== PASSAGE

Recoding should be applied only if removing the detailed information in the data will not harm most data users. If the users need information at a more detailed level, then recoding is not appropriate and other methods such as perturbative methods might work better.

Examples of global recoding

In this section, we illustrate global recoding with two examples, one categorical variable and one continuous variable. Assume that the the variable “sizeRes”, size of the residence area, has four different categories: ‘capital, large city’, ‘small city’, town’, and ‘countryside’). The first three are recoded or regrouped as ‘urban’ and the category ‘countryside’ is renamed ‘rural’. Fig. 4 illustrates the effect of recoding the variable “sizeRes” and show respectively the frequency counts before and after recoding. We see that the number of categories has reduced from 4 to 2 and the small categories (‘small city’ and ‘town’) have disappeared.

_images/image3.png

Fig. 4 Effect of recoding – frequency counts before and after recoding

Global recoding of a numerical (continuous) variables changes it into a categorical variable. The intervals should cover the entire value range of the variable. Fig. 5 shows the effect of recoding the variable “age”, age in years, in ten-year intervals.

_images/image4.png

Fig. 5 Age variable before and after recoding

Instead of creating intervals of equal width, we can also create intervals of unequal width. This is illustrated in code53, where we use the age groups 1-5, 6-11, 12-17, 18-21, 22-25, 26-49, 50-64 and 65+. In this example, this is a useful step, since even after recoding in 10-year intervals, the categories with high age values have low frequencies. We chose the intervals by respecting relevant school age and employment age values (e.g., retirement age is 65 in this example) such that the data can still be used for common research on education and employment. Fig. 6 shows the effect of recoding the variable “age” after adjusting the intervals.

====
== DATASET SECTION

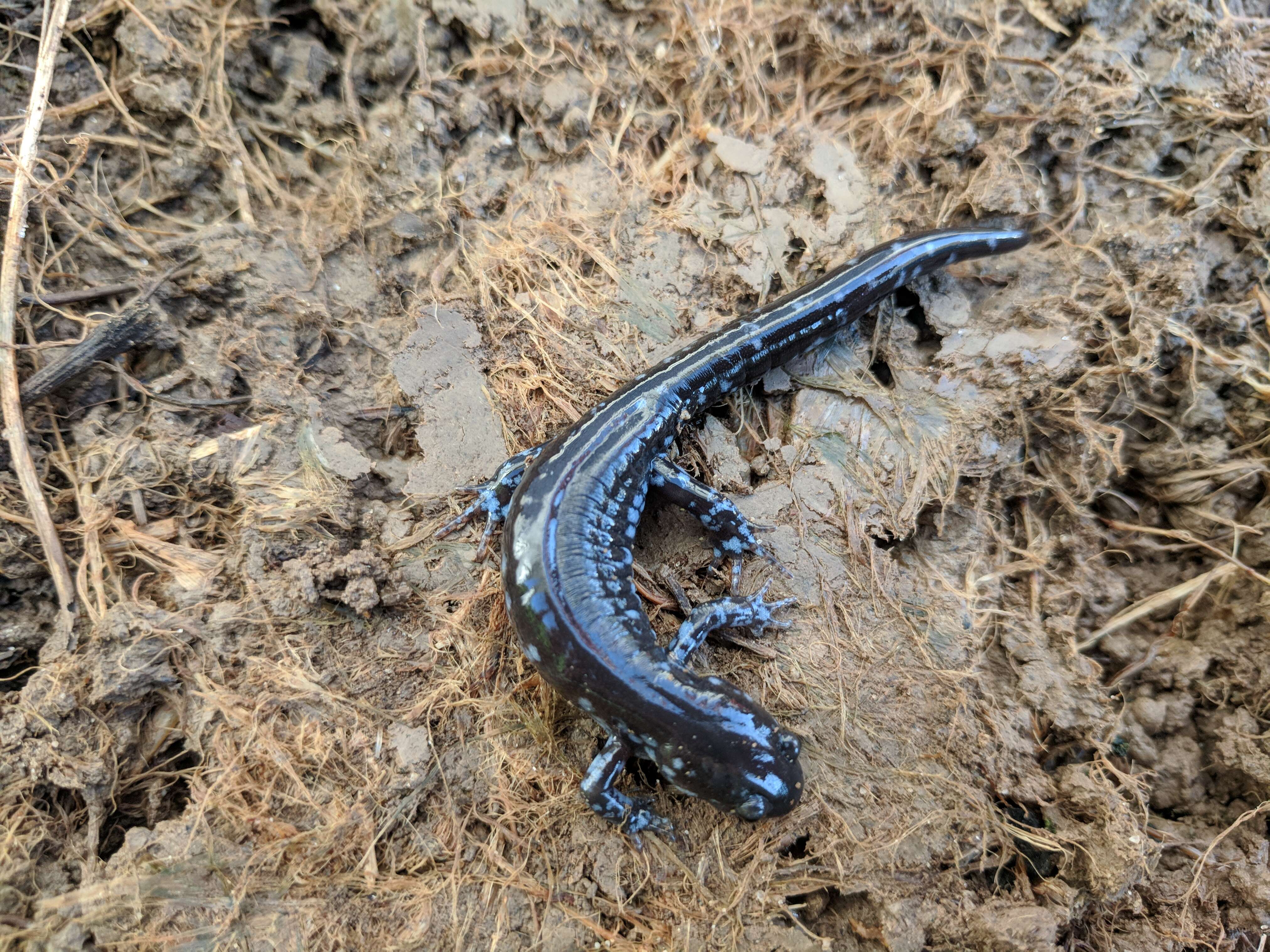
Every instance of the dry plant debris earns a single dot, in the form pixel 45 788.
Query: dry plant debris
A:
pixel 1025 505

====

• _REQUIRED TASKS_
(A) In the passage on global recoding, copy word for word the stretch from "Global recoding of" to "in ten-year intervals.".
(B) Extend the passage on global recoding, starting right after its last sentence.

• _OUTPUTS IN ORDER_
(A)
Global recoding of a numerical (continuous) variables changes it into a categorical variable. The intervals should cover the entire value range of the variable. Fig. 5 shows the effect of recoding the variable “age”, age in years, in ten-year intervals.

(B)
_images/image5.png

Fig. 6 Age variable before and after recoding

Top and bottom coding

Top and bottom coding are similar to global recoding, but instead of recoding all values, only the top and/or bottom values of the distribution or categories are recoded. This can be applied only to ordinal categorical variables and (semi-)continuous variables, since the values have to be at least ordered. Top and bottom coding is especially useful if the bulk of the values lies in the center of the distribution with the peripheral categories having only few observations (outliers). Examples are age and income; for these variables, there will often be only a few observations above certain thresholds, typically at the tails of the distribution. The fewer the observations within a category, the higher the identification risk. One solution could be grouping the values at the tails of the distribution into one category. This reduces the risk for those observations, and, importantly, does so without reducing the data utility for the other observations in the distribution.

Deciding where to apply the threshold and what observations should be grouped requires:

  • Reviewing the overall distribution of the variable to identify at which point the frequencies drop below the desired number of observations and identify outliers in the distribution. Fig. 7 shows the distribution of the age variable and suggests 65 (red vertical line) for the top code age.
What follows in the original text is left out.